Answer these from the chaat papdi passage:
(a) Where is chaat papdi commonly enjoyed?
(b) What do the chick peas get combined with before the tomato, onion and cilantro topping?
(c) How are the chickpeas prepared when chaat papdi is ordered from most shops?

- [Selected passage]:
□ □ □ □ □

Chaat Papdi




Chaat Papdi is a snack which is commonly enjoyed in Pakistan and Northern India. This sweet and spicy snack is street food fare at its finest. You’ll find food carts around India which assemble and serve this delicious little treat to order, so the crispy bits remain crunchy and the ingredients meld together on your palate rather than in the bowl. The snack is meant to be consumed immediately after it’s put together which is no impossible feat, since you’ll want to gobble this all up in one sitting!

Chaat Papdi is a marriage of flavours and textures between the sweetness of the chutney, the heat of the aromatic spices and the gorgeous crunch it finishes with. It combines chick peas with cool yogurt, topped with fresh tomatoes, onions and cilantro and a crunchy fried bits of deliciousness.

What sets my chaat papdi apart from what I’ve tasted in the past is that every layer of ingredients is individually flavoured and seasoned. When you order chaat papdi from most shops, you’ll get a plate of cooked, unseasoned chickpeas and often potatoes which are topped with unseasoned yogurt and fresh veggies. The real flavour is lended to the snack via the tasty chutneys that are drizzled on top. My chaat papdi is flavoured all throughout — from the chick peas to the yogurt to the toppings — then it’s topped with chutney, so it packs a punch of sweet and tangy flavours with just a hint of heat.

□ □ □ □ □

- [Given material]:
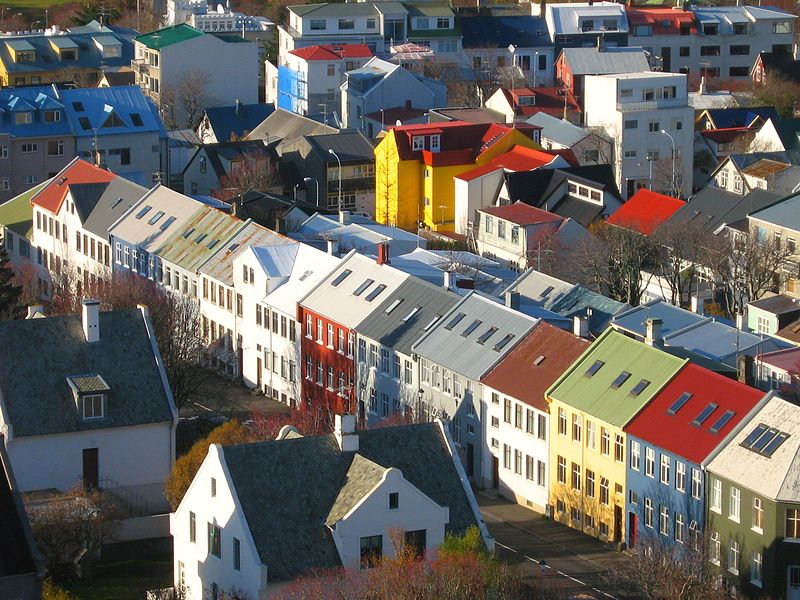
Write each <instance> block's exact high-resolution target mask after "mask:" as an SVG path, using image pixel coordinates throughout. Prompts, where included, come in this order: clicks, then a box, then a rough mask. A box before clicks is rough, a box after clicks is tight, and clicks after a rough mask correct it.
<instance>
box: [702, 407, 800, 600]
mask: <svg viewBox="0 0 800 600" xmlns="http://www.w3.org/2000/svg"><path fill="white" fill-rule="evenodd" d="M799 449H800V407H798V406H796V405H794V404H791V403H789V402H787V401H785V400H782V399H780V398H778V397H773V398H771V399H770V400H769V401H768V402H767V403H766V404H765V405H764V406H763V408H762V409H761V410H760V411H758V412H757V413H756V414H755V415H754V416H753V418H752V420H751V421H750V422H749V423H748V424H747V425H746V426H745V427H744V428H743V429H742V430H741V431H740V432H739V433H738V434H737V435H735V436H734V437H733V438H732V439H731V440H730V442H729V443H728V444H727V445H726V446H725V448H724V449H723V450H722V451H721V452H720V453H719V454H718V455H717V456H716V457H715V458H714V459H713V460H712V461H711V462H710V463H709V465H708V468H707V473H708V475H707V477H708V480H707V482H706V486H707V487H706V491H707V493H706V501H707V507H706V510H707V512H708V516H707V519H706V523H707V528H708V531H709V545H710V547H709V555H710V559H711V561H712V562H714V563H715V564H717V565H718V566H719V569H720V574H721V576H722V578H723V580H724V581H725V582H726V584H727V585H728V586H730V587H735V588H736V589H737V590H738V592H739V593H740V594H741V595H743V596H744V597H749V598H767V597H769V598H785V599H786V600H795V599H800V456H799V455H798V450H799Z"/></svg>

□ □ □ □ □

- [Exercise response]:
(a) Pakistan and Northern India.
(b) Cool yogurt.
(c) They are cooked and unseasoned.